Task details: Retype the passage of the chat log below starting at "02:31 * McMartin tends" and ending at "in the hardware/.".

Text shown:
02:31 * McMartin tends to be more impressed by the exploits of the people working in assembler under hard realtime constraints
02:32
< McMartin>
So, uh, Atari 2600 developers, I suppose, but they also publish their techniques and comment their code.
02:32
<@macdjord>
He didn't just use self-modifying code; he used code that modified itself /by a bug in the hardware/.
02:32
< McMartin>
Wasn't a bug; it was documented behavior the analyst didn't think of~
02:34
< McMartin>
Anyway, yeah, I'm less impressed with Mel because I've seen the fruits of similar madmen, but madmen who were also systematic enough to produce results that were meeting completely absurd constraints that were *actually part of the problem* instead of just for the lulz and also did it in ways that other people could understand and even modify decades later.
02:34
< McMartin>
That to me seems like the greater skill~
02:35
< McMartin>
There's apparently some real gems in the Atari 2600 Battlezone port.
02:37
< McMartin>
Could be a generational, thing, though.

Collected material:
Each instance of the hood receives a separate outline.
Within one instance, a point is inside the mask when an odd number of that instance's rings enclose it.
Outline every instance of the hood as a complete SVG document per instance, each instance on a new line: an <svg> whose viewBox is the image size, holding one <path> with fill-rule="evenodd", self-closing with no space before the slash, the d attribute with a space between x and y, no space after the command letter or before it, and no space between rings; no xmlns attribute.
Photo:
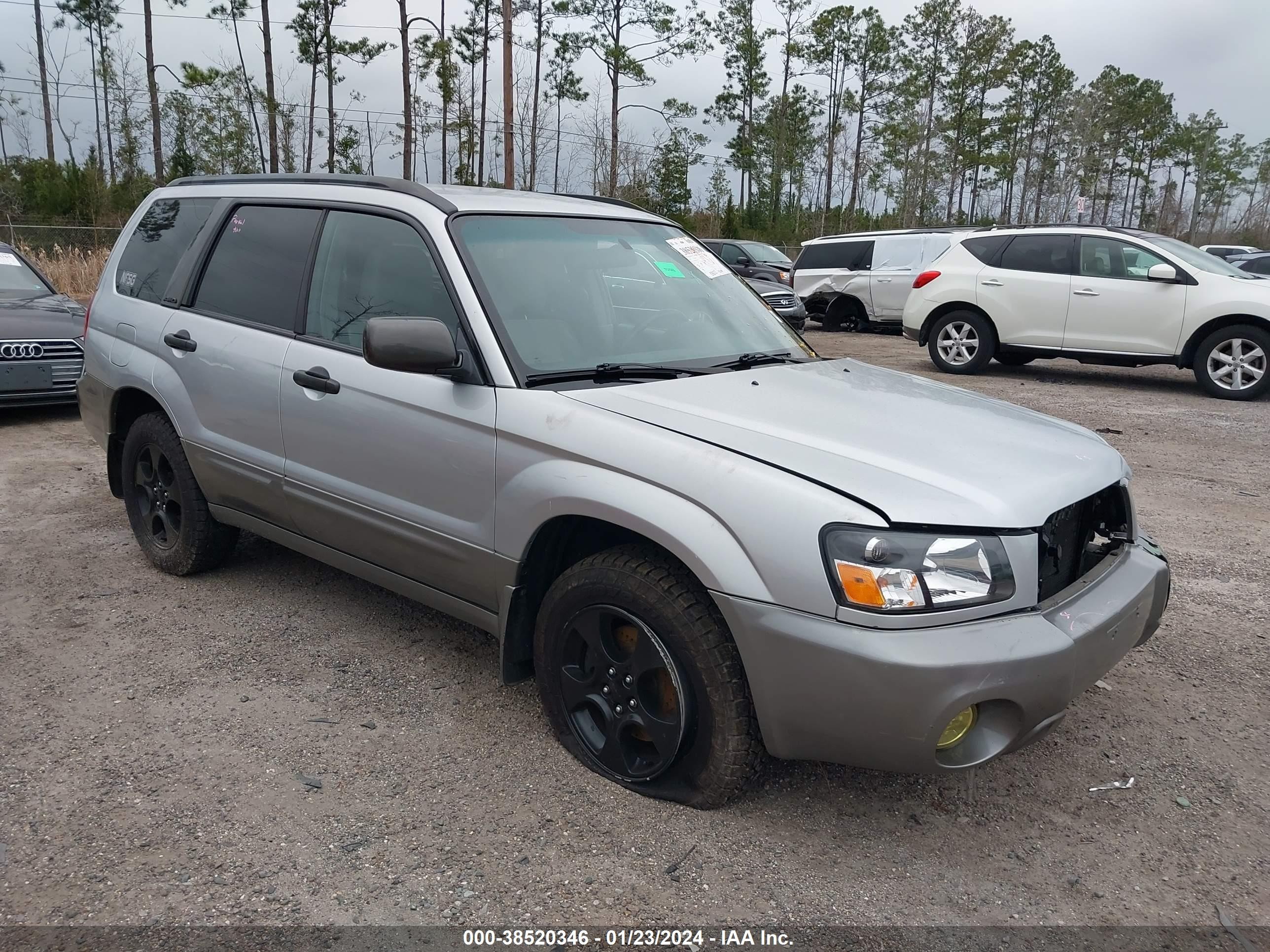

Exercise response:
02:31 * McMartin tends to be more impressed by the exploits of the people working in assembler under hard realtime constraints
02:32
< McMartin>
So, uh, Atari 2600 developers, I suppose, but they also publish their techniques and comment their code.
02:32
<@macdjord>
He didn't just use self-modifying code; he used code that modified itself /by a bug in the hardware/.